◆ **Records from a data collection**
-- START --
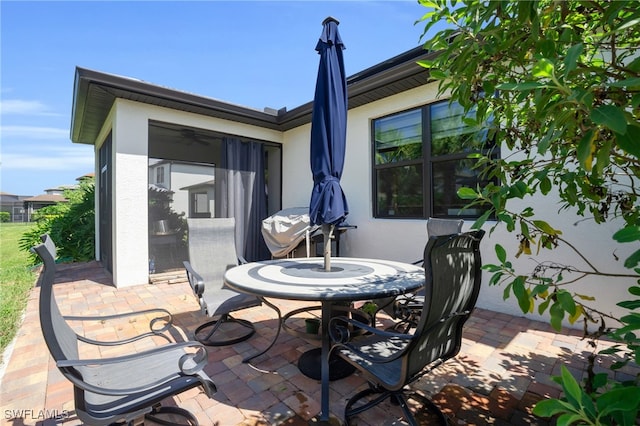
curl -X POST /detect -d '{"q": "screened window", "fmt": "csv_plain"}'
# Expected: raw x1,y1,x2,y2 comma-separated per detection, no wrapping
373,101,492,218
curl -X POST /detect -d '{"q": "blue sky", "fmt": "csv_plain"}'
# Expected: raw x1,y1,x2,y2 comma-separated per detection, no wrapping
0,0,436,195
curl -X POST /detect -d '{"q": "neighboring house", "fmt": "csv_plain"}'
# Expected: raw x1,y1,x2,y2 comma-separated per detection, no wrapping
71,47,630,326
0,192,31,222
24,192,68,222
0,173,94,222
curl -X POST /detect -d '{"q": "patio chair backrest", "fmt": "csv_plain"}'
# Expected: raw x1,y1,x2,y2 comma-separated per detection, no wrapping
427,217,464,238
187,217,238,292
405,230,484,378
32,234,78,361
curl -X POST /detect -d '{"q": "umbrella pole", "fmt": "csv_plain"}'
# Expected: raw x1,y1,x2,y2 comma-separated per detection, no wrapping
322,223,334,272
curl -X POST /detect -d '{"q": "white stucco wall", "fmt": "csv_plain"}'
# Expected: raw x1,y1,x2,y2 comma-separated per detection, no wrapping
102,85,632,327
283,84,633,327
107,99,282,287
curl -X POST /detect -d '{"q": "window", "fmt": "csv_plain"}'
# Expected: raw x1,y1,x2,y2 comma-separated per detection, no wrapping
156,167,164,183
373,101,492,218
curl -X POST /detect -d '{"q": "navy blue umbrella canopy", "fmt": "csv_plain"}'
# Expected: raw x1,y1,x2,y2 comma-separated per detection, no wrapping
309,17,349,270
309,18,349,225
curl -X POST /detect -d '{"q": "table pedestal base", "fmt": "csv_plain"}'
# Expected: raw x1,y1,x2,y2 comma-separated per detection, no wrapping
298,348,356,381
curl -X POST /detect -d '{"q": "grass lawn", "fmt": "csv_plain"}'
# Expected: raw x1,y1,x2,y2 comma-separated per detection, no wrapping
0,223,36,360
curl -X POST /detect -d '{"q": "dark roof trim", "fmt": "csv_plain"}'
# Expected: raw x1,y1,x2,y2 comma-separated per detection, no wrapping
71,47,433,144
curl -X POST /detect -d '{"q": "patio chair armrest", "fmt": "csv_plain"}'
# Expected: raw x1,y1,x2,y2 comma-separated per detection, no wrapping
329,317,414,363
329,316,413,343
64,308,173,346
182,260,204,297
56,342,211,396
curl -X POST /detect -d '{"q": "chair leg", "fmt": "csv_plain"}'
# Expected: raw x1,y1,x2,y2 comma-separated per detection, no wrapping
-- END --
-- START --
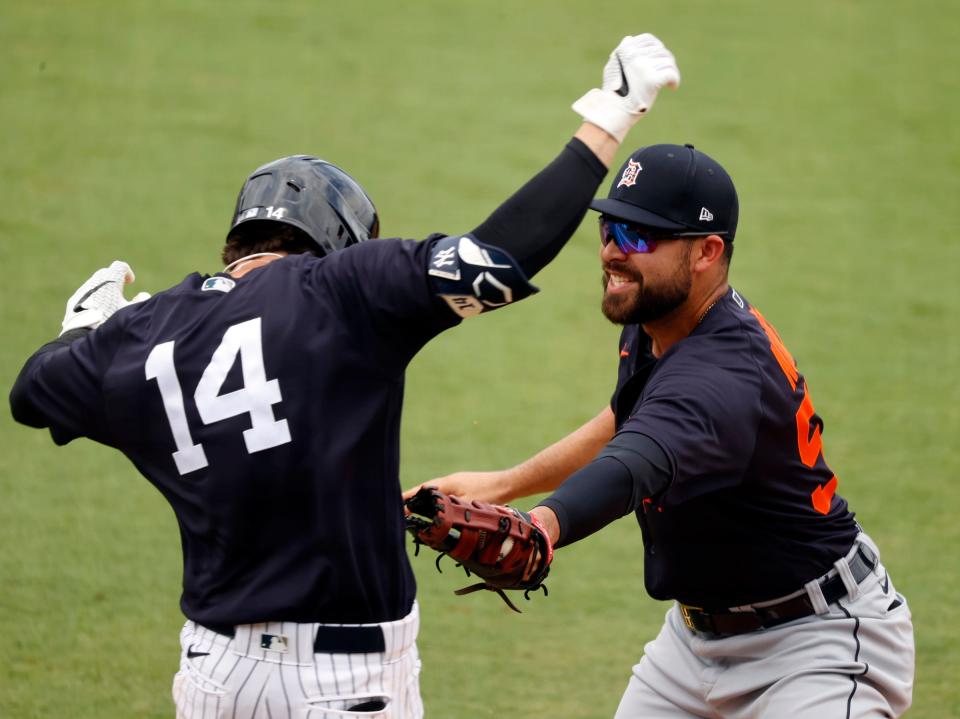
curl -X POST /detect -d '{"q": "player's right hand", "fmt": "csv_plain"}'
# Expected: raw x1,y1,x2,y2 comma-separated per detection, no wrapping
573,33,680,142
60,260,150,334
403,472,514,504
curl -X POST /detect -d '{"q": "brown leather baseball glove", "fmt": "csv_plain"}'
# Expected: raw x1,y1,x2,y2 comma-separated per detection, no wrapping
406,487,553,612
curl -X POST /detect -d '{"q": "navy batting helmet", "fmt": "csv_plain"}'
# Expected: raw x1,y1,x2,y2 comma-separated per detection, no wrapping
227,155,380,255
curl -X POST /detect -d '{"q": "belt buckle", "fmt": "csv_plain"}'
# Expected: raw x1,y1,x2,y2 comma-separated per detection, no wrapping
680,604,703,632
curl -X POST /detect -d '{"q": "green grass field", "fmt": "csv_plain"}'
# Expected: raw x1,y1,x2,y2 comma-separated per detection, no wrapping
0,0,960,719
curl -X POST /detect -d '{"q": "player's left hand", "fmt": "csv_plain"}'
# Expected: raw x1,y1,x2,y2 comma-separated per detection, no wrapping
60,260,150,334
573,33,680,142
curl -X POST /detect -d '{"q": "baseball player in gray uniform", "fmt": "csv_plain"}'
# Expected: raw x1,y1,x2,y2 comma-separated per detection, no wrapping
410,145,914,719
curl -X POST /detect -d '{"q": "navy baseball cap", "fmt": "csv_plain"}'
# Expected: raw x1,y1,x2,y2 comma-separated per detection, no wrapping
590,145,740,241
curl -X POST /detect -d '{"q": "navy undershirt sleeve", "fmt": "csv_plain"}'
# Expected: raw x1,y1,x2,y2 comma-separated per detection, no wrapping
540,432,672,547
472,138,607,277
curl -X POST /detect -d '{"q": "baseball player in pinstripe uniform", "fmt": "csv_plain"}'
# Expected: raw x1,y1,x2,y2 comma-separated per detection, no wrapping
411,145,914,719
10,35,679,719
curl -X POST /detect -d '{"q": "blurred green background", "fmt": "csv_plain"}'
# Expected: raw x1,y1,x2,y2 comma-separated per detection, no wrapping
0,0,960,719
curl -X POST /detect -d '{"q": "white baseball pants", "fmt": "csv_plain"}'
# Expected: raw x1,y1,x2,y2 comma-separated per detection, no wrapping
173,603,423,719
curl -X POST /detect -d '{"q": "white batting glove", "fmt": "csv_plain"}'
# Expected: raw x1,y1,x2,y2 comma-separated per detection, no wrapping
-- END --
◆ **INSTRUCTIONS FOR THE TASK**
Repeat the lines between the line that contains "player in pinstripe" and the line that contains "173,603,423,719", inclusive, without any changes.

◆ **ANSWER FOR THE TASK**
curl -X POST /detect -d '{"q": "baseball player in pinstripe uniform", "fmt": "csv_plain"}'
# Expected: raw x1,y1,x2,y2 comma-separated per detection, no wrapping
411,145,914,719
10,35,679,719
curl -X POST /detect -d '{"q": "blurred green background", "fmt": "csv_plain"}'
# Expected: raw x1,y1,x2,y2 comma-separated per detection, no wrapping
0,0,960,719
curl -X POST /detect -d '{"q": "white baseball pants", "fmt": "csv_plain"}'
# Expected: raw x1,y1,x2,y2 comma-separated per detection, no wrapping
173,603,423,719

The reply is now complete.